Task prompt:
Tally the lines in the records below that contain the string "backpack", counting only matches with the same capitalization. What is the number? Reply with the number alone.

# start of Supplied records

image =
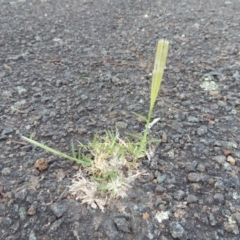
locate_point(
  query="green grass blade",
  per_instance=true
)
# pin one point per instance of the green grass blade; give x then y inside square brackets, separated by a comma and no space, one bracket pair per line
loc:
[159,65]
[56,152]
[140,116]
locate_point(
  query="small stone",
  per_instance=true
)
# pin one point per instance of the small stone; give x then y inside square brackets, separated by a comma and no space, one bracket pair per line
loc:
[193,119]
[84,97]
[6,94]
[214,93]
[31,211]
[112,115]
[6,171]
[176,230]
[122,224]
[121,125]
[192,199]
[164,137]
[231,160]
[160,189]
[194,177]
[41,164]
[161,178]
[226,152]
[202,130]
[82,131]
[7,131]
[56,225]
[231,227]
[32,236]
[58,209]
[212,220]
[236,217]
[21,194]
[145,216]
[219,198]
[22,213]
[179,195]
[201,168]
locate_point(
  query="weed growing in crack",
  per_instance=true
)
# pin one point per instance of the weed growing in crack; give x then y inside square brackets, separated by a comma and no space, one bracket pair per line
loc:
[110,163]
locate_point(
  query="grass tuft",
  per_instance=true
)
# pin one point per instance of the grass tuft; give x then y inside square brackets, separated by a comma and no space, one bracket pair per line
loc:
[109,164]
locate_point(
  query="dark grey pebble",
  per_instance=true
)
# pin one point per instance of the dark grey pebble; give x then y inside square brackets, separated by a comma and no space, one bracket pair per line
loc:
[179,195]
[122,224]
[59,208]
[176,230]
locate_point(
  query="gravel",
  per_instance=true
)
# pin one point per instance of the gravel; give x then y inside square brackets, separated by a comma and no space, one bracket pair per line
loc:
[78,67]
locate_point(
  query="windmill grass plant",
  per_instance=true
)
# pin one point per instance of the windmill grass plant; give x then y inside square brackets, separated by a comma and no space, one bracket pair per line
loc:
[109,163]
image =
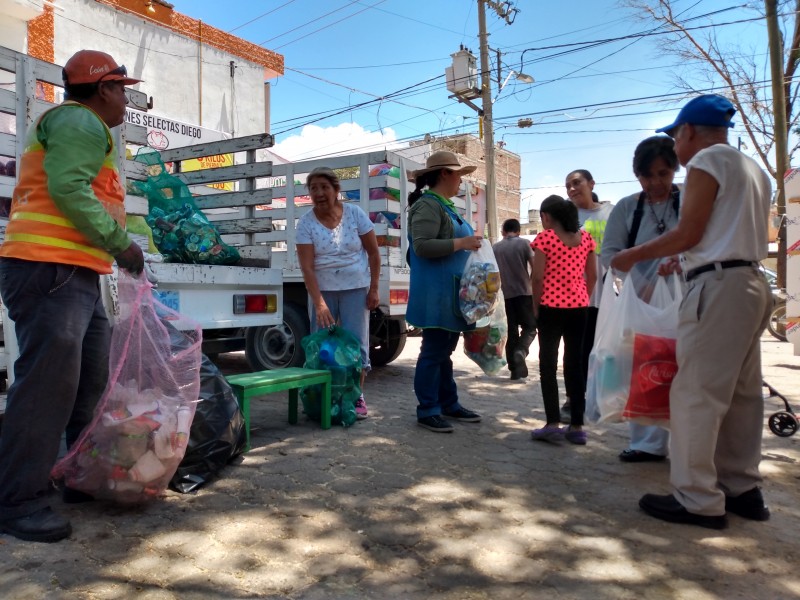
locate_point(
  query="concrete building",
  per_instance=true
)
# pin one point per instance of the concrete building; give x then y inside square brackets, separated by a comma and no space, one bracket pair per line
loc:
[195,73]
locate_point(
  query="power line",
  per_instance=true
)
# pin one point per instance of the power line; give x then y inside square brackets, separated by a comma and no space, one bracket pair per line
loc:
[331,24]
[261,16]
[308,22]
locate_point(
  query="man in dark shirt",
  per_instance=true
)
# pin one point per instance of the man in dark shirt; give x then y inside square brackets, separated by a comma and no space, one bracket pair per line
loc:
[514,257]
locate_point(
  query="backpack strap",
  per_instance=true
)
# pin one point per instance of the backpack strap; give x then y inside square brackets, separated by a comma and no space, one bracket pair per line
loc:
[676,199]
[637,221]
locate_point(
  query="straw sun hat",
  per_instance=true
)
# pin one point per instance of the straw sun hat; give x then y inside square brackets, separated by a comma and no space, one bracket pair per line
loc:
[442,159]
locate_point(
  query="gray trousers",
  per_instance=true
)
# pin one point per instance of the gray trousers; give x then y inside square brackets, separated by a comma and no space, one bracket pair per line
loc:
[716,402]
[60,375]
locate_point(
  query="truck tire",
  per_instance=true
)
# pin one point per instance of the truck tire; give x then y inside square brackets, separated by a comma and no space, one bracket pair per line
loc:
[278,346]
[392,336]
[777,322]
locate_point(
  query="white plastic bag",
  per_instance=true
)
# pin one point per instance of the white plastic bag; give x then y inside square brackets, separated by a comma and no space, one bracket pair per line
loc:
[480,284]
[619,321]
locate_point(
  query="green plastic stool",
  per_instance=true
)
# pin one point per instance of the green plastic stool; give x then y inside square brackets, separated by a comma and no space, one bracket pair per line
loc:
[250,385]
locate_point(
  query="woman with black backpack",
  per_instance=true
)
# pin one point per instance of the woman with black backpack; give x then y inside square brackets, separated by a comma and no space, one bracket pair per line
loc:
[637,219]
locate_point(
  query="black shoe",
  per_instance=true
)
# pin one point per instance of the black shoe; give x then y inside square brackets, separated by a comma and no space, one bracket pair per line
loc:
[42,526]
[667,508]
[464,415]
[639,456]
[435,423]
[749,505]
[72,496]
[519,358]
[565,415]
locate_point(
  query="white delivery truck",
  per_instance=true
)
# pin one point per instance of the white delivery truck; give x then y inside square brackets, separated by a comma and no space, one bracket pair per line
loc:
[375,181]
[261,304]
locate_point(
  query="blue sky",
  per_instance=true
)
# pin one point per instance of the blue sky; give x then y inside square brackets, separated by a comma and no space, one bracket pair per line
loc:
[590,107]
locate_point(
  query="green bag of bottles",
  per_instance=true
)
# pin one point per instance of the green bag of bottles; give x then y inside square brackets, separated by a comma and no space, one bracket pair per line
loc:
[336,350]
[181,232]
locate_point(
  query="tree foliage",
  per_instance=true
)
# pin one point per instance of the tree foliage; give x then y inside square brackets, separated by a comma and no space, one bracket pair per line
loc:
[711,62]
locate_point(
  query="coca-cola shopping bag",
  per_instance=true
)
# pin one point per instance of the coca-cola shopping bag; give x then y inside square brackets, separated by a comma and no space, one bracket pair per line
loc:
[654,368]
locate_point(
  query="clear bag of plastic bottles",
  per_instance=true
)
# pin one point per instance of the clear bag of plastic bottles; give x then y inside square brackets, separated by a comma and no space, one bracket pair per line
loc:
[336,350]
[134,444]
[181,232]
[486,344]
[480,284]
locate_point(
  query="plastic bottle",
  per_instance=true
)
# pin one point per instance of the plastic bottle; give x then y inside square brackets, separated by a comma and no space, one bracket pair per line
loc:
[327,352]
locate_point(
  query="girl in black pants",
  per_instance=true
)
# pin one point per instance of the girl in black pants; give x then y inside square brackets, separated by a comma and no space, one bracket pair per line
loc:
[564,274]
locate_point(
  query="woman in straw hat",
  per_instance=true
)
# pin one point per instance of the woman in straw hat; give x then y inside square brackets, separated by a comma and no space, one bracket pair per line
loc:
[439,241]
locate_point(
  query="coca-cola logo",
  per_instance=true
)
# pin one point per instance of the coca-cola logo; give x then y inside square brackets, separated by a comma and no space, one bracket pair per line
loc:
[659,372]
[158,140]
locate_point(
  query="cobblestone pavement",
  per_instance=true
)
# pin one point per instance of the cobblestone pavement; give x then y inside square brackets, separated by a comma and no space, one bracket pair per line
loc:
[386,509]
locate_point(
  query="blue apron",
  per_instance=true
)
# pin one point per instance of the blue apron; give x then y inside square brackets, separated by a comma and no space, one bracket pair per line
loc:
[435,282]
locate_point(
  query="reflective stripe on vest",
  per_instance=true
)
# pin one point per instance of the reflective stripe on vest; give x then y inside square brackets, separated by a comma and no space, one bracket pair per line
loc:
[39,231]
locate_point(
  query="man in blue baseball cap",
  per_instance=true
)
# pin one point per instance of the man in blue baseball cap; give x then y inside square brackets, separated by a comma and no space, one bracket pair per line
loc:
[716,404]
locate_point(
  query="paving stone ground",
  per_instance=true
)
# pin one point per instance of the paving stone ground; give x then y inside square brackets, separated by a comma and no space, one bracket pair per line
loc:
[385,509]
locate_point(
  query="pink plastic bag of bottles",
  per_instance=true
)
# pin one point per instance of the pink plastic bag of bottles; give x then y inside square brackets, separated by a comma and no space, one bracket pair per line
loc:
[140,429]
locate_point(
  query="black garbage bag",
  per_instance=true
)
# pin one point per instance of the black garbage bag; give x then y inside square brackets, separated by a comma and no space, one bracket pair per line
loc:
[217,434]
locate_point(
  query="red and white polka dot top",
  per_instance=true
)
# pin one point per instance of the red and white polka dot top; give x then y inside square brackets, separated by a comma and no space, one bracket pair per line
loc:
[564,284]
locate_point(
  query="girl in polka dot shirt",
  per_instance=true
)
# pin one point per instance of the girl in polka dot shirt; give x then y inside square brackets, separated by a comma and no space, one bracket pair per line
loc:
[564,275]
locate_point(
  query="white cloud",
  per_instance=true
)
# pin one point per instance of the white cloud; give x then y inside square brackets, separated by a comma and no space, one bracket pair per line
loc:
[345,138]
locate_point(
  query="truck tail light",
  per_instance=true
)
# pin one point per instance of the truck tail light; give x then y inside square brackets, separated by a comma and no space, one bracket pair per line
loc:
[254,303]
[398,296]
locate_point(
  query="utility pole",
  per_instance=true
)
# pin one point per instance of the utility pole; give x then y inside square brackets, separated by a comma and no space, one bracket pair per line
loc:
[488,124]
[779,117]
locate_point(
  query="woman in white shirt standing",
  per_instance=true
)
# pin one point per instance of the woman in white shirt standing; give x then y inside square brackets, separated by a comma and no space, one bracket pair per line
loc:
[339,258]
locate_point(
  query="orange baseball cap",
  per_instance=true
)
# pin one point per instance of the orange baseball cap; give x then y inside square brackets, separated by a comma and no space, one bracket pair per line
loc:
[93,66]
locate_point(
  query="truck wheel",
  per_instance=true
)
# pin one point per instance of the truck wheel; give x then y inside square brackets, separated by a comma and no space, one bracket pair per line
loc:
[777,322]
[278,346]
[392,339]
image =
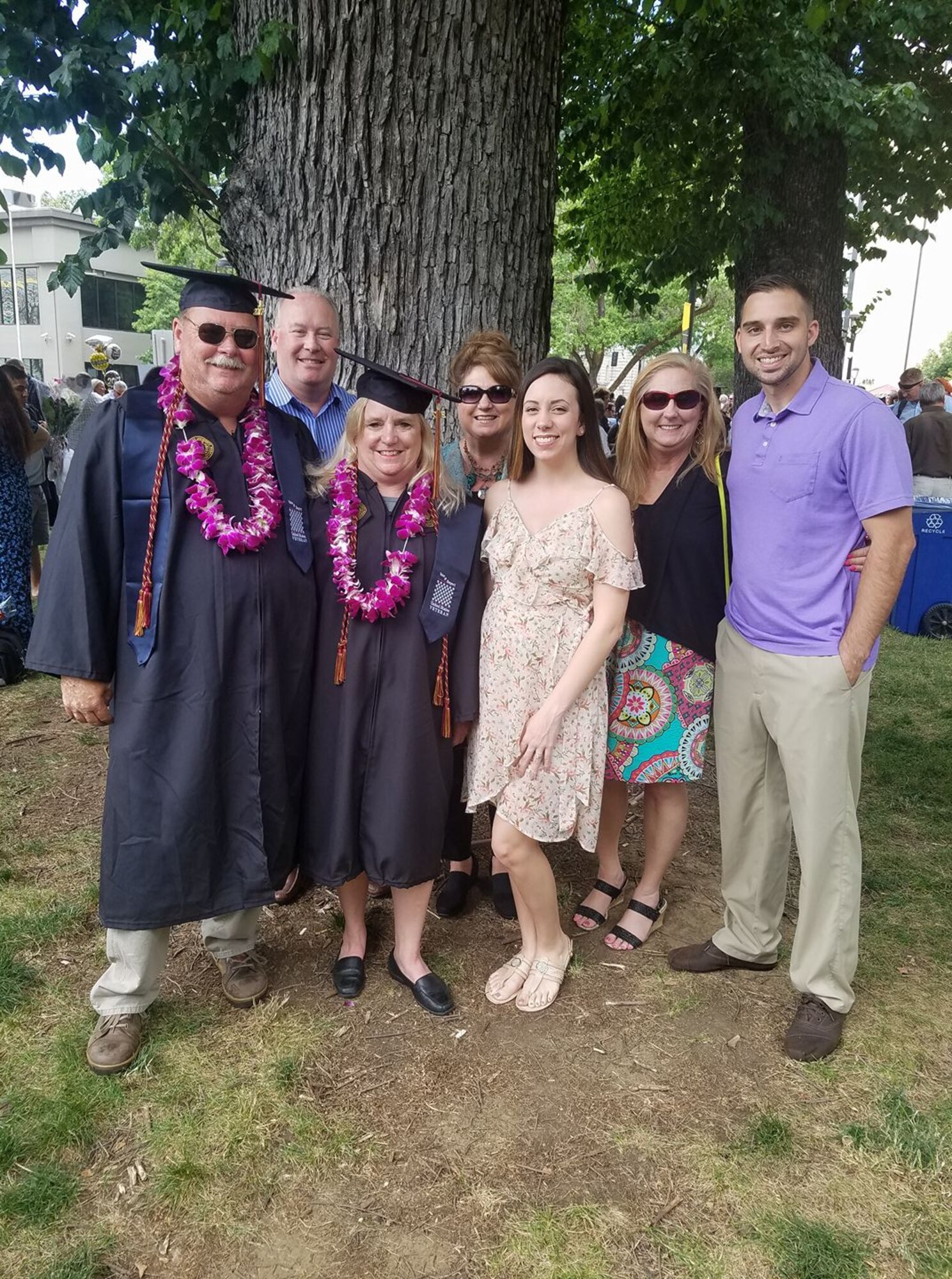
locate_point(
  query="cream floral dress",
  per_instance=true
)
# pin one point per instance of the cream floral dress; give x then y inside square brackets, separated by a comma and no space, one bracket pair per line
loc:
[540,608]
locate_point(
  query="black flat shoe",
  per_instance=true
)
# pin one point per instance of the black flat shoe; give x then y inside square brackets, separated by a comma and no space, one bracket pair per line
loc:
[430,992]
[453,892]
[503,901]
[348,977]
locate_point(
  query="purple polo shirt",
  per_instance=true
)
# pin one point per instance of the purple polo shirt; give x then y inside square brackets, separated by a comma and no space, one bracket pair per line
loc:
[800,483]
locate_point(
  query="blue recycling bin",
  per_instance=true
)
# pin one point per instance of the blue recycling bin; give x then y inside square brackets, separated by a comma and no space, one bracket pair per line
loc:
[924,603]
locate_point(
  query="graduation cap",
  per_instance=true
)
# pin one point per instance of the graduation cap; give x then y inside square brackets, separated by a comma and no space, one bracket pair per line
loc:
[218,291]
[398,392]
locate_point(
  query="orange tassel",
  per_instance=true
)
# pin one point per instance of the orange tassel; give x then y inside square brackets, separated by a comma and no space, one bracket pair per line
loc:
[341,663]
[144,611]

# end of Supplied records

Solved problem:
4